Les charges contre les nitrites s’accumulent. Déjà pointées du doigt vis-à-vis du cancer colorectal, ces molécules pourraient aussi avoir un impact sur le métabolisme glucidique comme le suggère une étude de cohorte française publiée le 17 janvier dans la revue Plos Médicine. Ce travail montre pour la première fois à grande échelle, un lien entre exposition alimentaire à ce type de molécules et risque accru de diabète de type 2.
Les nitrites et nitrates sont des composés répandus dans l’alimentation. Car non seulement ces molécules se révèlent naturellement présentes « dans certains aliments (notamment les légumes) ainsi que l’eau (y compris de boisson) et les sols », rappelle l’Inserm dans un communiqué. Mais de plus, des « pratiques agricoles et industrielles » augmentent la teneur en nitrates ou nitrites de nombre de denrées. À l’instar des charcuteries et autres viandes transformées, où ces substances sont utilisées comme additifs dans le but « d’augmenter (les) durée de conservation » ou de « donner une couleur rose aux jambons », explique l’Inserm. Selon l'instance « plus de 15 000 produits emballés sur le marché français contiennent actuellement des nitrites ou des nitrates ajoutés ».
Or depuis quelques années, les nitrates et nitrites n’ont pas bonne presse, puisqu'ils sont pointés comme associés à un surrisque de cancer colorectal. Si bien qu’en 2022, l’Agence nationale de sécurité sanitaire et alimentaire (Anses) a préconisé de réduire leur utilisation.

• DONNÉES FOURNIES:
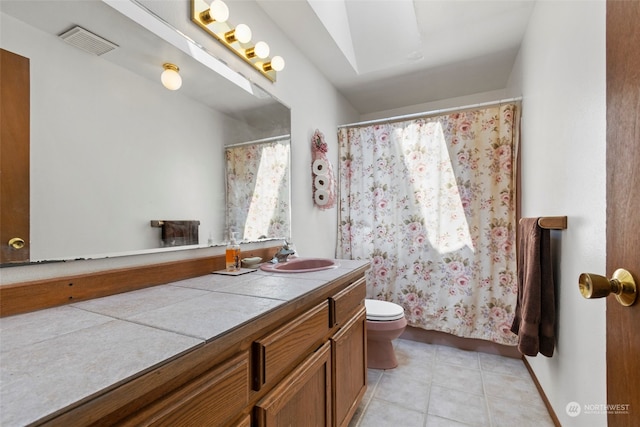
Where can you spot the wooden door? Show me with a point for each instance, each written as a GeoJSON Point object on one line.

• CONSIGNE:
Recopiez intégralement, sans la moindre modification, le texte ci-dessus consacré aux nitrites et au risque de diabète de type 2.

• SOLUTION PROPOSÉE:
Les charges contre les nitrites s’accumulent. Déjà pointées du doigt vis-à-vis du cancer colorectal, ces molécules pourraient aussi avoir un impact sur le métabolisme glucidique comme le suggère une étude de cohorte française publiée le 17 janvier dans la revue Plos Médicine. Ce travail montre pour la première fois à grande échelle, un lien entre exposition alimentaire à ce type de molécules et risque accru de diabète de type 2.
Les nitrites et nitrates sont des composés répandus dans l’alimentation. Car non seulement ces molécules se révèlent naturellement présentes « dans certains aliments (notamment les légumes) ainsi que l’eau (y compris de boisson) et les sols », rappelle l’Inserm dans un communiqué. Mais de plus, des « pratiques agricoles et industrielles » augmentent la teneur en nitrates ou nitrites de nombre de denrées. À l’instar des charcuteries et autres viandes transformées, où ces substances sont utilisées comme additifs dans le but « d’augmenter (les) durée de conservation » ou de « donner une couleur rose aux jambons », explique l’Inserm. Selon l'instance « plus de 15 000 produits emballés sur le marché français contiennent actuellement des nitrites ou des nitrates ajoutés ».
Or depuis quelques années, les nitrates et nitrites n’ont pas bonne presse, puisqu'ils sont pointés comme associés à un surrisque de cancer colorectal. Si bien qu’en 2022, l’Agence nationale de sécurité sanitaire et alimentaire (Anses) a préconisé de réduire leur utilisation.